§ TRY IT: The data below needs to be returned exactly, line for line.

(Collected data)
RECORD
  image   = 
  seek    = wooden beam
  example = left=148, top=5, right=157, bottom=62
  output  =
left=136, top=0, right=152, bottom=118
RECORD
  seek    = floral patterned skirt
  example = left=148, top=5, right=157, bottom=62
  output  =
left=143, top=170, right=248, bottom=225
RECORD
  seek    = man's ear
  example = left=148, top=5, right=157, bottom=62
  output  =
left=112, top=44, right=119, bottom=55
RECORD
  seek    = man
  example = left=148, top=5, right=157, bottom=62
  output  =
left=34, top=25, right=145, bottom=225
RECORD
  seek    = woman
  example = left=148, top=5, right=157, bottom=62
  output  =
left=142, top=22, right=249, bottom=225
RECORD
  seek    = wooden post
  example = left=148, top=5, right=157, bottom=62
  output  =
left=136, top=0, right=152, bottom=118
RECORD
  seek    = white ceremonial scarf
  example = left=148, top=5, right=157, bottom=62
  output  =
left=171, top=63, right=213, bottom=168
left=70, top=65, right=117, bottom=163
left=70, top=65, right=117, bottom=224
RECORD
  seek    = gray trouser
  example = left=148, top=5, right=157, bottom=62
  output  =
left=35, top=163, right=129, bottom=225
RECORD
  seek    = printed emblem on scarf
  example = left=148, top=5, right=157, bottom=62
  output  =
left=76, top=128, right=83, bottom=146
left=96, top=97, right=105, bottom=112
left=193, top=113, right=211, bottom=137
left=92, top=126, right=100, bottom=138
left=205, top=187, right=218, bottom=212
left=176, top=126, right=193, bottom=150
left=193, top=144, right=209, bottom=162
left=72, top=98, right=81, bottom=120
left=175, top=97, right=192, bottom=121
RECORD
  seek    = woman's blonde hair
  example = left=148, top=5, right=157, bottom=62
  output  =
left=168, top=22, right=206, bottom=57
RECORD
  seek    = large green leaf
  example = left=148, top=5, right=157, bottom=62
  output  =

§ REPLY:
RECORD
  image   = 
  seek    = wooden beam
  example = left=148, top=5, right=157, bottom=62
  output  =
left=136, top=0, right=152, bottom=118
RECORD
  seek    = floral patterned skirt
  example = left=148, top=5, right=157, bottom=62
  output  =
left=143, top=170, right=248, bottom=225
RECORD
  seek    = man's ear
  example = left=148, top=5, right=157, bottom=62
  output  =
left=112, top=44, right=119, bottom=55
RECORD
  seek    = man
  example = left=148, top=5, right=157, bottom=62
  output  =
left=34, top=25, right=145, bottom=225
RECORD
  seek    = woman
  example = left=148, top=5, right=157, bottom=62
  output  =
left=142, top=22, right=249, bottom=225
RECORD
  seek    = wooden post
  example = left=148, top=5, right=157, bottom=62
  output  =
left=136, top=0, right=152, bottom=118
RECORD
  seek    = white ceremonial scarf
  example = left=148, top=5, right=157, bottom=62
  output  =
left=171, top=63, right=213, bottom=168
left=70, top=65, right=117, bottom=163
left=70, top=65, right=117, bottom=224
RECORD
  seek    = gray trouser
  example = left=148, top=5, right=157, bottom=62
  output  =
left=35, top=163, right=129, bottom=225
RECORD
  seek    = printed emblem on scarf
  example = left=148, top=5, right=157, bottom=62
  output  =
left=76, top=128, right=83, bottom=146
left=96, top=97, right=105, bottom=112
left=193, top=113, right=211, bottom=137
left=92, top=126, right=100, bottom=138
left=205, top=187, right=218, bottom=212
left=176, top=126, right=193, bottom=150
left=193, top=144, right=209, bottom=162
left=72, top=98, right=81, bottom=120
left=175, top=97, right=192, bottom=121
RECORD
  seek    = woman's blonde hair
  example = left=148, top=5, right=157, bottom=62
  output  =
left=168, top=22, right=206, bottom=57
RECORD
  seek    = large green leaf
  example = left=148, top=5, right=157, bottom=62
  output  =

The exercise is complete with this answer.